### STATED GOAL
Repeat the records in full and exactly, omitting pictures.
- - - - -
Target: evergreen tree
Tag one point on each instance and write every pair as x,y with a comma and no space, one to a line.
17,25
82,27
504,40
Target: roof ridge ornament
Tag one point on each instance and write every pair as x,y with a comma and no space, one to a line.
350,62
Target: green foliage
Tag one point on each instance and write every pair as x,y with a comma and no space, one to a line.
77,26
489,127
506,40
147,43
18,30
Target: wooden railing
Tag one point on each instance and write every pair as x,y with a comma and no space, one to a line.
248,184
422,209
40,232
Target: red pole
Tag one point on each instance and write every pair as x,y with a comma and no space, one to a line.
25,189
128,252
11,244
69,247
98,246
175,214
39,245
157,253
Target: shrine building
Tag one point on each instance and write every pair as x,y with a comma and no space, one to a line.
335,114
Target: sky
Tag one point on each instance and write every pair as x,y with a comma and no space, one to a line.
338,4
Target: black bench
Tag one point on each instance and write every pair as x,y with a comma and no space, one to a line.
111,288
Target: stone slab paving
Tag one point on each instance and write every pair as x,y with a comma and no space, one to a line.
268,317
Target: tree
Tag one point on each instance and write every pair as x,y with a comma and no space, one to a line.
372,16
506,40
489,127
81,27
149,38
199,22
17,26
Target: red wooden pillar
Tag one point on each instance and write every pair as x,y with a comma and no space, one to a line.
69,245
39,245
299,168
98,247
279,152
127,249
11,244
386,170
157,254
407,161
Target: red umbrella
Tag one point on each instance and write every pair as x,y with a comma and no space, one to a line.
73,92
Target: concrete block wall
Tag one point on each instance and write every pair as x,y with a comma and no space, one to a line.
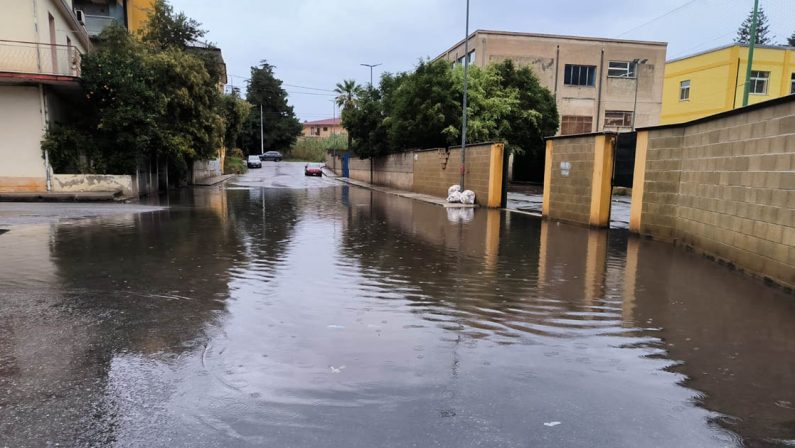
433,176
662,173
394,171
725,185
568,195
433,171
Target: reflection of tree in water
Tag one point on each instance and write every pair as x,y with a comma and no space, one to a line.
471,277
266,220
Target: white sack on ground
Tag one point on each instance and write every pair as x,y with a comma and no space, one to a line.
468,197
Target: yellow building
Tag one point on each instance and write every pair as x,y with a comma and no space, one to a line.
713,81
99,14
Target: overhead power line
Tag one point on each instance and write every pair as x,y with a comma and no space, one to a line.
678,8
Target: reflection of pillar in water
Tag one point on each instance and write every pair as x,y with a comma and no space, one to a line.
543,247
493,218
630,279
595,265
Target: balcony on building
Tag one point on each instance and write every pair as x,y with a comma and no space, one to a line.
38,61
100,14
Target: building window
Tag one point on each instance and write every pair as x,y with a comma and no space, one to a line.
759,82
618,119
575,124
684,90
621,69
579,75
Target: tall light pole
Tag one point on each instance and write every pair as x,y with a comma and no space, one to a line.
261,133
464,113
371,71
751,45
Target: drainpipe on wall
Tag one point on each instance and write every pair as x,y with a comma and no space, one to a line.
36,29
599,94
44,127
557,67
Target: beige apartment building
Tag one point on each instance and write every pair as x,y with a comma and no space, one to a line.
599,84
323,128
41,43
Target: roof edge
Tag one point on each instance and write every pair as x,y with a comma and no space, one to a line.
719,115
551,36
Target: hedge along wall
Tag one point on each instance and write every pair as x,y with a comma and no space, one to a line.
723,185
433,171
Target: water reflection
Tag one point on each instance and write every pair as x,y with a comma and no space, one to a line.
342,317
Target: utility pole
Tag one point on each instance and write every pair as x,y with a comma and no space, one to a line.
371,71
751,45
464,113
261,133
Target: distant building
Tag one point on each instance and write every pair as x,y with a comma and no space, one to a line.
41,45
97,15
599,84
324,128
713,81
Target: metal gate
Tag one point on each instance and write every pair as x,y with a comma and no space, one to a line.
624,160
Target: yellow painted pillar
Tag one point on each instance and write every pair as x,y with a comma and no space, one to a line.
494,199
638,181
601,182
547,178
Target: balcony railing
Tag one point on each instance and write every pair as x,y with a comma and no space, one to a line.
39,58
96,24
- - - - -
### EXPECTED OUTPUT
Target: evergreen tree
Tag one point on each instance and write every pair as x,y with a comma and no space, one to a line.
17,25
82,27
504,40
Target: roof ridge ornament
Tag one point on each instance and write every pair as x,y with a comma and no space, one to a line.
350,62
Target: green foliage
Tag one point on each instance and write every pair as x,y with a comma and no space, one to a line.
77,26
489,127
506,40
147,43
18,30
Target: wooden railing
Tag one point on each instance and write every pair as x,y with a comma and no space, one to a line.
248,184
422,209
40,232
Target: red pole
Tag one point on each instance and write every pair as x,y with a comma and no space, one to a line.
25,189
128,252
11,244
69,247
98,246
175,214
39,245
157,253
Target: shrine building
Tag one point on each instance and write every pair as x,y with a comma and no space, one to a line.
335,114
Target: sky
Tag one point on each instance and write every pair as x,y with a comma and no space, one to a line.
338,4
Target: black bench
Tag one point on each instance and write every pair as x,y with a comma and no space, one to a line.
111,288
Target: stone slab paving
Tag one point on each instance and write every pair as x,y with a comma and no space, one to a line.
268,317
Target: tree
Tag one point on each instance and write every pair as x,y with a comma and no space, one to a line.
372,16
506,40
489,127
81,27
149,38
199,22
17,26
Target: red wooden pillar
Tag one point on each instance and write every pair as x,y with a comma and no space, one to a line.
69,245
39,245
299,168
98,247
279,152
127,249
11,244
386,170
157,254
407,161
Target: red umbrella
Tag one point on each instance and write every pair as x,y with a comma and no space, one to a line.
73,92
Target: concrete block wall
Tag one point on each instance and write every pair as x,y with a comma and no space, one to a line.
433,176
662,173
394,171
725,185
568,195
433,171
Target: reflection of tree in water
Tag one point on each instance and write every pair as x,y with a comma and no space, one to a line.
471,277
266,220
Target: white sack on ground
Tag one point on each instance and write every pair as x,y with a comma and no space, one to a line.
468,197
Target: yellow building
Tag one point on each instance and write every pair as x,y with a comma and no space, one to a line.
713,81
99,14
Target: overhead power line
Tag one point on each instance and write every pair as x,y with a comma and no space, one to a line.
678,8
Target: reflection of pillar in water
Tag one point on each instance and write every pair as x,y with a comma and no space, one to a line.
543,247
493,218
630,279
595,265
Target: balcony on building
Tag one point on each instance and write every pair as x,y with a comma and no space, one to a line.
38,61
100,14
Target: building window
Tag one point on each instance and write every pair as x,y with a comma and no space, one to a line.
759,82
618,119
575,124
684,90
621,69
579,75
Target: tall light pole
Tag one point on each instance and write every pair as x,y with a comma and no space, one to a line.
261,133
464,113
371,71
751,45
Target: drainpipe on wall
Tag one point on each instance and write every pair as x,y with a comma and no space, one to a line.
36,29
599,94
44,127
557,67
Target: beige apartment building
Tag one point on each instance and write every pair as x,y with a comma and no space, one to a line.
599,84
323,128
41,43
Target: roof edge
Tag one point on each instance and write every pair as x,y with a comma and no space, one to a line.
719,115
551,36
Target: hedge along wall
Tag one point on each instance and write every pair as x,y with a comma and no space, one to a line.
723,185
433,171
Target: water reflection
Tag one point on each instance and write every pair as x,y with a comma and no space, one to a line.
342,317
Target: utility pole
Tag one point on each instance and write every pair as x,y with a comma and no space, one to a line.
371,71
751,45
464,113
261,133
Target: distant building
Tag one point on each instance and write every pair as x,y with a comma and no space, one to a line.
41,45
97,15
599,84
324,128
713,81
Target: metal gate
Tag one point on each instance and write every pair as x,y with a comma and no space, one to a line.
624,160
Target: yellow painted pillar
Tag one point on each instance and write every pair as x,y with a comma and no space, one to a line.
494,199
638,181
601,182
547,178
Target: balcony railing
Tag one point on each instance and write every pair as x,y with a comma and no space, one to a line.
39,58
96,24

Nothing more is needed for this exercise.